*What to work on*:
Which kinds of orchids does the passage on returning from France and entering writing competitions list?

*Given passage*:
◇ ◇ ◇ ◇
Having returned from France - a lovely break with family in the beautiful French countryside, deer in the garden, a cornucopia of orchids: fragrant, pyramidal, bee and lizard, a pool for the children and all the usual delights for the grown-ups of ridiculously cheap but good red wine and cheese as only the French make it - I’m hoping I might get down to some writing. Or at least get down to reviewing and organising the various pieces of work I have in progress in different notebooks!
I am very aware that I have too much writing in hiding. In notebooks and on my computer I have stories and poems long since finished. I have some that need more editing, some I’d even forgotten about. They present too many wasted opportunities and not enough direction. So how to get my writing life back into some kind of shape and to give it a sense of purpose? I need to make a list that’s for sure. I need to prioritise and get things in some kind of order and one way of doing this is to enter the work for competitions or submit to magazines, journals etc..
There was a time when I regularly entered competitions, but that was some years ago. It’s not something I do now with the exception of the odd novel competition entered with the support of my publisher. But why not I asked myself when a competition newsletter appeared in my inbox this week? Why not enter this particular competition when I have any number of short stories tucked away in files unlikely otherwise to ever see the light of day?
Entering writing competitions or submitting for publication can have very positive outcomes in a writing life. To be clear I’m not talking here about winning or even being placed in a competition. I think the benefits outweigh the results, so in this newsletter, I’d like to share with you my thoughts on the value of submitting work, of putting it out there in the world.
Any work we enter or submit has to be the best it can be. This means we spend time editing the work down to those last word choices, down to the musicality and rhythm of our sentences or lines, down to flow, clarity of meaning etc. How good is our beginning? How well do we end? All of this makes us better writers.
◇ ◇ ◇ ◇
*Information shown*:
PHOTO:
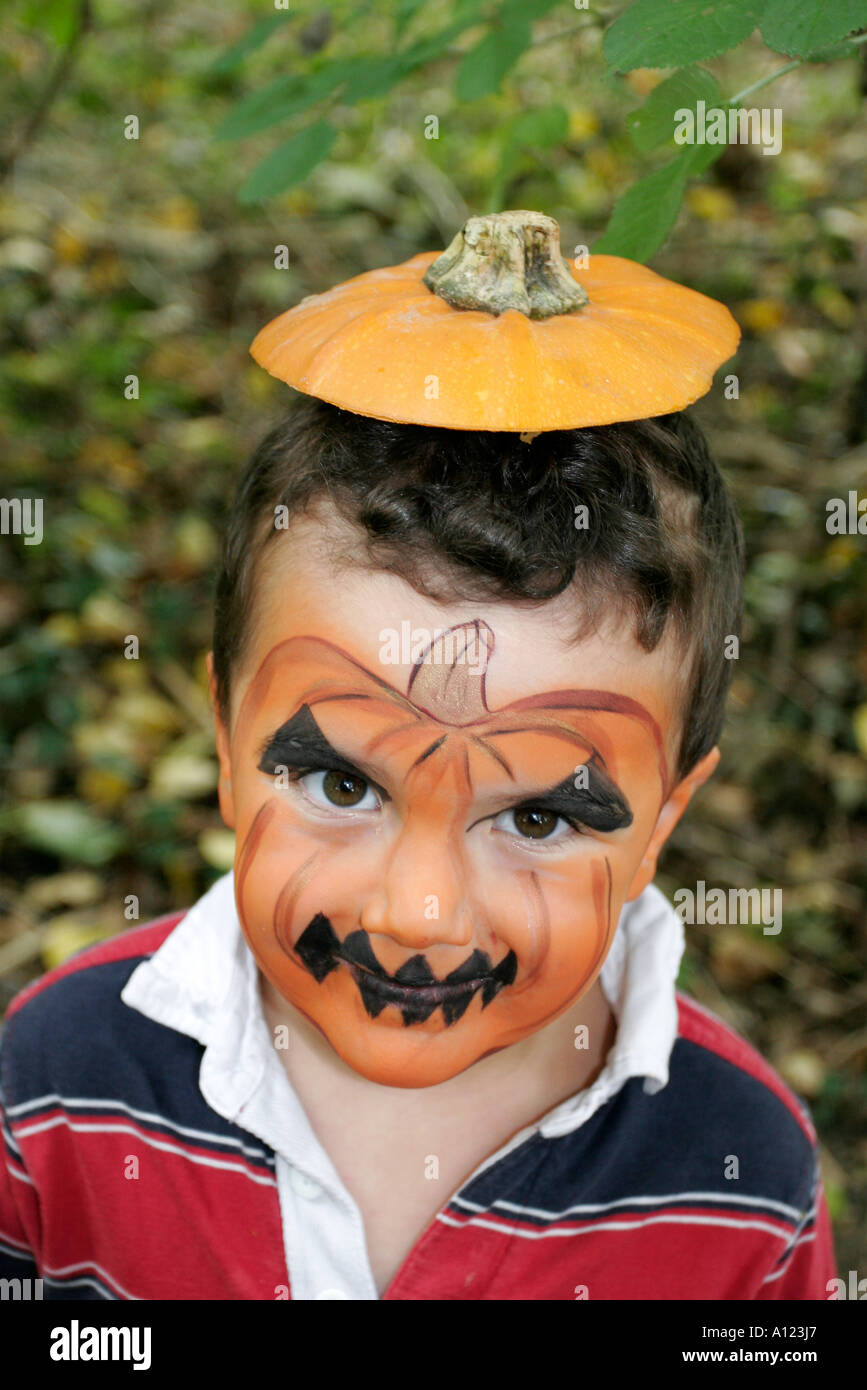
◇ ◇ ◇ ◇
*Answer for the task*:
Fragrant, pyramidal, bee and lizard orchids.